>> Start

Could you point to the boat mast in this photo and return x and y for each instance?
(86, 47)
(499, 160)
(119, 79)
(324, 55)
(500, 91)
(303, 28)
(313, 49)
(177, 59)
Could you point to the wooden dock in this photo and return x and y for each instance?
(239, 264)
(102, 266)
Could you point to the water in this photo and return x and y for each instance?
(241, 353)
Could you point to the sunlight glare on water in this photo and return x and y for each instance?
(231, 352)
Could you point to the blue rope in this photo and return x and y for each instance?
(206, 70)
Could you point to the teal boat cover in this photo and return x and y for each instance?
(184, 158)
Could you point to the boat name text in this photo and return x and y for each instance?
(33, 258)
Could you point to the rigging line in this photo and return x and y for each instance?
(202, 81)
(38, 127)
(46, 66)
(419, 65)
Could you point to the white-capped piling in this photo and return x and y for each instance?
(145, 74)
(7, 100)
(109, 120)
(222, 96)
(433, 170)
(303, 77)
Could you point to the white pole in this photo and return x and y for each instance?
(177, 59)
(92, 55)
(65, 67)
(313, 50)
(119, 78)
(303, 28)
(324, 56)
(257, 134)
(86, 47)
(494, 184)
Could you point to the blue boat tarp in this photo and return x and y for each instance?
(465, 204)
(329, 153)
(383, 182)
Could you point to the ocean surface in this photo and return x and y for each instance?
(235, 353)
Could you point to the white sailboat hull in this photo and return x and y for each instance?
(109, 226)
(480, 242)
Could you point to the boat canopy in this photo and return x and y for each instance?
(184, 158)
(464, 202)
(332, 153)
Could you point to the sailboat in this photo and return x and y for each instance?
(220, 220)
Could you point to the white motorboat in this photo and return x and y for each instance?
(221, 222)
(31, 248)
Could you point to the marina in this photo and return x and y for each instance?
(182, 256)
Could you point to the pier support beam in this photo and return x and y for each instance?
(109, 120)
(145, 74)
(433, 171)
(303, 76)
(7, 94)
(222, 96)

>> End

* **Given instruction**:
Print the material verbatim, all of it.

* **Solved exercise**:
Could you point to the boat mast in this photo and return x and y for each instance?
(86, 47)
(499, 160)
(119, 79)
(324, 55)
(500, 91)
(303, 28)
(313, 49)
(177, 59)
Could you point to the wooden dock in this photo and return x and y for each instance?
(239, 264)
(102, 266)
Could you point to the water in this photo and return x and y for each instance?
(241, 353)
Could you point to the sunlight glare on water in this photo and return x and y for each instance?
(231, 352)
Could you point to the blue rope in this photo and return x and y for each instance?
(206, 70)
Could you point to the teal boat cover in this photo and return x and y for each instance?
(184, 158)
Could you point to the boat name text in this photo and return x and y for each instance?
(33, 258)
Could you point to the rigging line in this photo and return x and y for each instance?
(202, 81)
(38, 127)
(46, 66)
(419, 65)
Could you point to the white-capped piling in this photo and return x and y for each instance?
(145, 74)
(7, 100)
(109, 120)
(222, 96)
(433, 170)
(303, 77)
Could you point to the white pole in this photo and return x and y for each instance?
(177, 59)
(92, 55)
(65, 67)
(313, 50)
(119, 78)
(303, 28)
(324, 56)
(257, 134)
(86, 47)
(494, 184)
Could you point to the blue boat tarp in this photo and return x and y for each instance?
(465, 204)
(329, 153)
(383, 182)
Could you point to the ocean surface in this photo and return x and y for each instance?
(235, 353)
Could you point to the white sailboat hull in this photo and return x and y for each instance?
(109, 226)
(480, 242)
Could you point to the boat canopy in this photo and return x and y for each instance?
(184, 158)
(464, 202)
(332, 153)
Could you point to the sailboat in this photo and return x and y for each instance?
(220, 220)
Could you point to the white motorboat in this photo and return x and y for each instance?
(221, 222)
(31, 248)
Could you point to the marina in this photo and return x and y for each instance?
(182, 256)
Could you point to the pier support beam in this photo and return x and y for each instance?
(109, 120)
(145, 74)
(433, 171)
(303, 76)
(7, 94)
(222, 96)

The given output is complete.